Rewrite all of the rows below, replacing "Back side" with "Reverse side" everywhere and leaving everything else unchanged. Omit the pictures from your answer.

(Photo labels with bounding boxes)
##############################

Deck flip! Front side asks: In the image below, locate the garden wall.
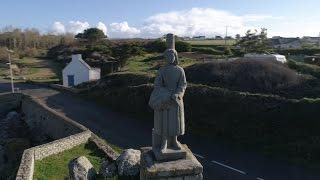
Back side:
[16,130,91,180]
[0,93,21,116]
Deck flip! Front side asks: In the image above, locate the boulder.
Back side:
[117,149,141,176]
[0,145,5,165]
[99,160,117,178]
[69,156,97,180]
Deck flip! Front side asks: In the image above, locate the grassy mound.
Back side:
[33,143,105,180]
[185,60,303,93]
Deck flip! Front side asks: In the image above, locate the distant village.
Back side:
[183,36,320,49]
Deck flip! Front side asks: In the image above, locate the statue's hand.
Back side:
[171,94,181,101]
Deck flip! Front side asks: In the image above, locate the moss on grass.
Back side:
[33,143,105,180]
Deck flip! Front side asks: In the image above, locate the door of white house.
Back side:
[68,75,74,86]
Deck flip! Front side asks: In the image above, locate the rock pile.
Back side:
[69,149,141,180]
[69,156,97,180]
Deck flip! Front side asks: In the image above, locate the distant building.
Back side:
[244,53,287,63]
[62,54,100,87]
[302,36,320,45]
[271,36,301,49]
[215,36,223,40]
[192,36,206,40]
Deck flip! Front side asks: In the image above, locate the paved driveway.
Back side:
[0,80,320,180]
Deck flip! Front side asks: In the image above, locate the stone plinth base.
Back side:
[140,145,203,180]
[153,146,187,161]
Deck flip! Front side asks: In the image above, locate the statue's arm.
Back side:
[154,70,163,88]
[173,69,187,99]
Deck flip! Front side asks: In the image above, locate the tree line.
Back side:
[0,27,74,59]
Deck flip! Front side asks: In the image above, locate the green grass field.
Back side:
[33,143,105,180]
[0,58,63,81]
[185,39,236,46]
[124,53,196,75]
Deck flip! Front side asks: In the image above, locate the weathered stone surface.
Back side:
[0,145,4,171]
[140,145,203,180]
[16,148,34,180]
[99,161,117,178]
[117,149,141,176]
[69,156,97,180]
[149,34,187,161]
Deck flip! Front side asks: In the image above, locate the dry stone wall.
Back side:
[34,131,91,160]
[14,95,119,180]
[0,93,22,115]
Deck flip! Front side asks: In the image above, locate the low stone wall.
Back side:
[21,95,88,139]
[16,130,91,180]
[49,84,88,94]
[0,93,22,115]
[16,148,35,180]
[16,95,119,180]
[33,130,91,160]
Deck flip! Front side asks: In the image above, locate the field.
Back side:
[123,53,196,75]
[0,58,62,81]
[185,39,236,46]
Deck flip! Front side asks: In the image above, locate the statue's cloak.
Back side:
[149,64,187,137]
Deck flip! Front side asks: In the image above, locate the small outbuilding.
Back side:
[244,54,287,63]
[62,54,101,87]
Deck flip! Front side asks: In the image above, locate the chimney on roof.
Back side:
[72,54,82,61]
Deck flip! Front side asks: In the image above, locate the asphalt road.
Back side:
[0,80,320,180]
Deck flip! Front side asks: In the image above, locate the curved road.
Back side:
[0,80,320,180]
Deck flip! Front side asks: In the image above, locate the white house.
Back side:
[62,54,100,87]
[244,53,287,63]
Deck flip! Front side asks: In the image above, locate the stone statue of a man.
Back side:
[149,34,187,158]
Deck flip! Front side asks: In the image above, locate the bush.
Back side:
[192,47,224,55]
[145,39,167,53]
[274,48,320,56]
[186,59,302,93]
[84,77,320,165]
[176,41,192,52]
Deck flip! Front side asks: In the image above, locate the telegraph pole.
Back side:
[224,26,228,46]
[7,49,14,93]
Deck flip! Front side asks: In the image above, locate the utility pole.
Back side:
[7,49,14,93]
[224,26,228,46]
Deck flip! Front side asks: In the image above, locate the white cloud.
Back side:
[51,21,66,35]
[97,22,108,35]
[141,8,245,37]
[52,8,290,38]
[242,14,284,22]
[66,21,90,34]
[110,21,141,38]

##############################

In response
Deck flip! Front side asks: In the image below, locate the garden wall.
Reverse side:
[16,130,91,180]
[0,93,21,116]
Deck flip! Front side asks: In the image above, locate the boulder.
Reverse side:
[117,149,141,176]
[0,145,5,165]
[99,160,117,178]
[69,156,97,180]
Deck flip! Front side asks: In the image above, locate the grassy mound.
Reverse side:
[33,143,105,180]
[185,60,303,93]
Deck flip! Front side asks: In the image above, locate the distant village.
Reverse side:
[183,36,320,49]
Deck flip! Front side asks: In the image above, locate the statue's hand.
Reverse side:
[171,94,181,101]
Deck flip! Front side asks: In the image above, locate the moss on grass.
Reverse side:
[33,143,105,180]
Deck flip! Front side asks: In the image above, locate the door of white house.
Reverse side:
[68,75,74,86]
Deck flip! Front side asks: In the image above, locate the rock pile.
Reverse side:
[69,149,141,180]
[69,156,97,180]
Deck flip! Front side asks: In the image above, locate the distant building.
Reverse side:
[244,53,287,63]
[62,54,100,87]
[302,36,320,45]
[271,36,301,49]
[215,36,223,40]
[192,36,206,40]
Deck flip! Front side asks: In the image above, locate the paved driveway.
Reverse side:
[0,80,320,180]
Deck flip! Front side asks: In the image above, locate the stone plinth base.
Reverse side:
[140,145,203,180]
[153,146,187,161]
Deck flip! Front side asks: In the image above, locate the statue's arm.
Reverse side:
[154,70,163,88]
[173,69,187,99]
Deck flip! Front side asks: In the image above, locate the tree line.
Reverse side:
[0,27,74,59]
Deck flip! Front side asks: In the image above, locate the green grass field.
Reverse side:
[33,143,105,180]
[0,58,63,81]
[185,39,236,46]
[124,53,196,75]
Deck flip! Front side asks: In the image above, locate the weathered stone surface.
Reverse side:
[0,145,4,171]
[140,145,203,180]
[16,148,34,180]
[99,161,117,178]
[117,149,141,176]
[69,156,97,180]
[149,34,187,161]
Deck flip! Front side asks: In the image above, locate the dry stone wall.
Reverse side:
[34,131,91,160]
[14,95,119,180]
[0,93,22,115]
Deck flip! Front side asks: In the image above, locate the low stone wall.
Reverse side:
[21,95,88,139]
[16,130,91,180]
[49,84,88,94]
[0,93,22,115]
[16,148,35,180]
[16,95,119,180]
[33,130,91,160]
Deck flip! Front side asks: In the image above, locate the field.
Reverse side:
[123,53,196,75]
[0,58,62,81]
[185,39,236,46]
Deck flip! Front side asks: In the image above, locate the statue's cloak.
Reverse side:
[149,64,187,137]
Deck flip! Front side asks: In the image above, locate the small outbuilding.
Reverse side:
[244,54,287,63]
[62,54,101,87]
Deck flip! Front side asks: In the image above, locate the chimney on roof.
Reverse side:
[72,54,82,61]
Deck flip! Front side asks: In the image above, locate the asphalt road.
Reverse side:
[0,80,320,180]
Deck flip! Front side asks: In the image above, locate the curved road.
Reverse side:
[0,80,320,180]
Deck flip! Front side asks: In the image above, locate the white house.
Reverse side:
[62,54,100,87]
[244,53,287,63]
Deck flip! Front side asks: In the image above, locate the stone statue of a man.
Reverse side:
[149,34,187,158]
Deck flip! Front side asks: In the image above, locate the bush.
Reverse side:
[192,47,224,55]
[145,39,167,53]
[274,48,320,56]
[186,59,302,93]
[84,77,320,165]
[176,41,192,52]
Deck flip! Front side asks: In the image above, locate the telegraph pole.
Reverse side:
[224,26,228,46]
[7,49,14,93]
Deck flip! Front side asks: In the image above, locate the utility pole.
Reverse side:
[7,49,14,93]
[224,26,228,46]
Deck flip! Front side asks: In the image above, locate the white cloud.
Reverse side:
[51,21,66,35]
[97,22,108,35]
[141,8,245,37]
[52,8,290,38]
[242,14,284,22]
[66,21,90,34]
[110,21,141,38]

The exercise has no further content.